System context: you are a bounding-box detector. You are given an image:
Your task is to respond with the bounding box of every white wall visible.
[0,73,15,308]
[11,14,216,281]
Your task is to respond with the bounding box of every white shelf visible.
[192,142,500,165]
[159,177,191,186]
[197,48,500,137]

--

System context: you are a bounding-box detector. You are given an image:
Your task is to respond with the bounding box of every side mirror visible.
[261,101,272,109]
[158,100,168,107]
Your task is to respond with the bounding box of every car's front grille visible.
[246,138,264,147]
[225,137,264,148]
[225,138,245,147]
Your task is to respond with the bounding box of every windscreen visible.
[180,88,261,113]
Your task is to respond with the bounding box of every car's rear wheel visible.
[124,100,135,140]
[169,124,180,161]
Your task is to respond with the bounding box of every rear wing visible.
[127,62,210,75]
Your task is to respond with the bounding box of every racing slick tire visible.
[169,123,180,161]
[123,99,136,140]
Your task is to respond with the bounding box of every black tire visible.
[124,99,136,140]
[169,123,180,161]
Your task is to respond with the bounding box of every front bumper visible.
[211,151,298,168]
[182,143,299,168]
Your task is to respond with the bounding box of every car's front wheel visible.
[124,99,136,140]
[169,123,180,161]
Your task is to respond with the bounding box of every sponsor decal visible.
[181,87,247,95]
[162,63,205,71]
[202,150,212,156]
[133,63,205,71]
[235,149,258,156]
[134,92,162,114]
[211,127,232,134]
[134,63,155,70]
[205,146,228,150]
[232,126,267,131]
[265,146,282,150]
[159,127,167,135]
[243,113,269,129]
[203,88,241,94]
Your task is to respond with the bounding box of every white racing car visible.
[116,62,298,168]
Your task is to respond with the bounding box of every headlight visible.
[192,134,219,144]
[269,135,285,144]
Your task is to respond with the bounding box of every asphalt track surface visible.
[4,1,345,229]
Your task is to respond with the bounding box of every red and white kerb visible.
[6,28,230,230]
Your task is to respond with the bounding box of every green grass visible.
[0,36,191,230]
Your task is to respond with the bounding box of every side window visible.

__PROBLEM REQUIREMENTS__. Reproduce exactly the section above that begins at the line containing "white kerb visible." and ends at the line containing "side window visible.", leaving out all other lines.

__TASK RESULT__.
Your task is to respond with the bounding box of every red and white kerb visible.
[6,28,230,230]
Your task is to respond with the bounding box of every green grass visible.
[0,36,191,230]
Your task is to respond with the bounding box of every side window visible.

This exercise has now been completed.